■ **ФРАГМЕНТ ДОКУМЕНТА**
Поэтому здесь для меня вопрос как для верующего: насколько, действительно, мы (это и ко мне относится), христиане, верим в те принципы, которые изложены в Евангелие, и насколько мы следуем им в жизни? И вот как большое отражается в малом и наоборот, вот в этом конфликте видно, на самом деле, как далеки мы от того идеала, который дал, по крайней мере, христианам, а в данном случае речь идет как раз о конфликте... если, скажем, чеченцы, они мусульмане, то есть здесь как бы был конфликт между представителями разных религий, то здесь конфликт между представителями не просто христианства, но, в общем, и одного направления в христианстве. Что, на самом деле, ставит тяжелые вопросы для сознания любого верующего.
Яков Кротов: У нас есть звонок из Москвы. Александр, добрый вечер. Прошу вас.

■ **ЗАДАНИЕ 1**
Ответьте на вопросы по фрагменту беседы о вере и конфликте:
(а) Кого говорящий называет мусульманами?
(б) Между кем, по его словам, идет конфликт в данном случае?
(в) Из какого города поступил звонок?
■ **ЗАДАНИЕ 2**
Напишите продолжение фрагмента беседы о вере христиан и конфликте с того места, где он обрывается.
Материалы для работы не понадобятся.

■ **ПРЕДОСТАВЛЕННЫЕ МАТЕРИАЛЫ**
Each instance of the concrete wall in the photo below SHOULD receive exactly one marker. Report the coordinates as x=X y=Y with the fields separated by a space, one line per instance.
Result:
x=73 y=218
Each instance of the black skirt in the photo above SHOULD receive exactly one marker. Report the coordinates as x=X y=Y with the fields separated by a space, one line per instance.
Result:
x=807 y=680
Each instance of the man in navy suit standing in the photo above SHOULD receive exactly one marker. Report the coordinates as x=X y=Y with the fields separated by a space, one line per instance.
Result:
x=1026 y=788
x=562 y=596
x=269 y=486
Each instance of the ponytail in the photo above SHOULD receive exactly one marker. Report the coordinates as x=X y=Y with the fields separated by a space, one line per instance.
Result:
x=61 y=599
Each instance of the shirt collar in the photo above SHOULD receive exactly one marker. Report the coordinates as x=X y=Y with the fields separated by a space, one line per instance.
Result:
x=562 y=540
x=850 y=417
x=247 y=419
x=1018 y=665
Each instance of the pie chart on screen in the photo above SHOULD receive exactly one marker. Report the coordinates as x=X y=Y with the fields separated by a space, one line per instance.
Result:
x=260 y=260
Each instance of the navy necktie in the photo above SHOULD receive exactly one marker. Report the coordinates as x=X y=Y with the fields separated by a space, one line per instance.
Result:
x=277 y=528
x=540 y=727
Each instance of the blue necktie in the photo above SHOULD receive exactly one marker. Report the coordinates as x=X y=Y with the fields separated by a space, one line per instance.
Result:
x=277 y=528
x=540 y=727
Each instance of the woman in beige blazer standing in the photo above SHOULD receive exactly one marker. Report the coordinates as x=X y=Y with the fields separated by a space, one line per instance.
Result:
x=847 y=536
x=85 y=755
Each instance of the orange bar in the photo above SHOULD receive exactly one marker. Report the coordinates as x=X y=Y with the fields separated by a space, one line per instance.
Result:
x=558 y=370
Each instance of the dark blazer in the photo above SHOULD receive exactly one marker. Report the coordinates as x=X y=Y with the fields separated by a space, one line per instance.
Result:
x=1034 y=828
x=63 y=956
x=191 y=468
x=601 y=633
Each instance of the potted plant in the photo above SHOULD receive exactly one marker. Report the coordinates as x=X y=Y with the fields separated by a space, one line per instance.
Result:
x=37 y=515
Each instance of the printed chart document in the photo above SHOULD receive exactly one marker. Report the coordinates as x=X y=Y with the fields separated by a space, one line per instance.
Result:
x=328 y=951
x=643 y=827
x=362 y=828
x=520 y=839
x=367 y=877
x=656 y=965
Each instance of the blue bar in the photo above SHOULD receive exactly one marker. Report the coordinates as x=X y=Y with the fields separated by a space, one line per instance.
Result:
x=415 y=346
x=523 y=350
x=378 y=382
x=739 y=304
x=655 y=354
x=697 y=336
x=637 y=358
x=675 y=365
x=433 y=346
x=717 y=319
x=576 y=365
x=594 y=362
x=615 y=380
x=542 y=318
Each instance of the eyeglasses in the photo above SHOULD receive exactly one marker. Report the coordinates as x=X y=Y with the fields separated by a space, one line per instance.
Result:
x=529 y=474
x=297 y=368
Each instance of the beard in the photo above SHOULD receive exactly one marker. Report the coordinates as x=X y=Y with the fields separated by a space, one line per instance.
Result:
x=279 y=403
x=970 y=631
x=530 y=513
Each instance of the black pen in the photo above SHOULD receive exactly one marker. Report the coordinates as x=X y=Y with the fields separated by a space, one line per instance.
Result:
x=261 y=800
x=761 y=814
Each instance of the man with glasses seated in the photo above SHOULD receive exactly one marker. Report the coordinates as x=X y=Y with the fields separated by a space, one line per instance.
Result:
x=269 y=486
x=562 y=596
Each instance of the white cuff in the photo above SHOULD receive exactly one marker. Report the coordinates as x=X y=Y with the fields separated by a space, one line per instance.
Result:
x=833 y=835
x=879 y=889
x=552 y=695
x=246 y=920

■ **ОТВЕТ 1**
(а) Чеченцев.
(б) Между представителями не просто христианства, но и одного направления в христианстве.
(в) Из Москвы.

■ **ОТВЕТ 2**
Слушатель: Добрый вечер. Вот передо мной лежит географическая карта Грузии 1911 года из военной энциклопедии, утвержденной Николаем II . Вот территория Абхазии и история Кавказских войн. В 1864 году эта территория была отобрана у турков. Закончилась Русско-турецкая война. И территория была заселена безземельными русскими казаками, армянами и греками, и даже две деревни были заселены безземельными эстонцами. Спрашивается: при чем здесь Грузия? Правда, в конце XIX века с разрешения русского правительства туда заселили мингрелов, по просьбе мингрельских князей заселились. Вот они до сих пор там и живут. Какие же права исторические имеет Грузия на эту территорию Абхазии? Ответьте, пожалуйста, мне.
Яков Кротов: Спасибо, Александр. Какие права имеет Грузия? Михаил Юрьевич, пожалуйста.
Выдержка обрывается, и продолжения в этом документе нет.